### Passage shown

- - - -

# I want to move to Greece



## Diotima444 (Apr 7, 2011)

Hi All !
I am new to this forum. 

Hope you are having a great week so far.

I will be graduating from a uni in June and I would love to move to Greece and find a job (legal) there. After checking google for jobs, it seems like my options are rather limited. I would love to teach English there or be a business partner to someone ... 

I don't speak Greek  ..

Any advice ?

Thanks guys/gals!


----------



## xenos (Dec 20, 2009)

one major piece of advie is to LEARN GREEK....without it you wont have muh of a chance of finding a job........even with Greek in this economical climate it will be bloody difficult


----------



## tpebop (Nov 2, 2009)

Hello We live in A village on Rhodes & are retired. In the past year a lot of British have returned to the UK. They have been unable to find long lasting work here.
That was good advice from xenos. You must be fluent in Greek


----------



## xenos (Dec 20, 2009)

tpebop said:


> Hello We live in A village on Rhodes & are retired. In the past year a lot of British have returned to the UK. They have been unable to find long lasting work here.

- - - -

(Items drawn from a labeling collection)
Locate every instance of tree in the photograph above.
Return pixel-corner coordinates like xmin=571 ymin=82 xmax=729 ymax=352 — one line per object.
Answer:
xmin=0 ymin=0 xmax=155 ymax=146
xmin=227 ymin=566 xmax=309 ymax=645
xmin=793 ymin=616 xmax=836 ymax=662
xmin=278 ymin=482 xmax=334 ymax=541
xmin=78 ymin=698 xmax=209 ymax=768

- - - -

### Short problem
Write the next part of the forum thread about moving to Greece, beginning after its final quoted line. The entries are separate material, distinct from the forum thread about moving to Greece.

### Result of the task
> That was good advice from xenos. You must be fluent in Greek


.......

Trebop, we AGREE on something!!! I must be getting old!


----------



## wka (Sep 18, 2009)

Read and follow the Greek law that applies to your situation. ΦΕΚ 212/2005 #3386.
http://www.et.gr/idocs-nph/search/p...IuR5ONx6WQQBheVTPaBfRs8y7W086C_AHDuuZqKvVkq-f

If that link doesn't work, search by date (August 23, 2005), Τεύχος Α at ????????? ?.?.?.


----------



## Sarahandkostas (May 5, 2009)

Hello Diotima444,

I have been living in Athens for 18 months now with my Greek fiancée. I graduated in 2008 and gained work experience in my field before I moved here. I also studied Greek for 2 years before moving, which has been a big help. But even with all this, it has still been very tough going over the past months. 

I found a job before I moved, but after less than a year the position/employer didn't turn out to be what I had expected. I now know that it's quite the norm to be promised something here in Greece and it not turn out the way you want. Work conditions aren't always the best and you have to be aware that employers may take advantage of your situation being foreign and not knowing Greek law etc... Of course there are always exceptions, and this isn't a rule. There are many reputable companies and there's always many international companies based in Athens - but these sometimes prefer people who are multi-lingual.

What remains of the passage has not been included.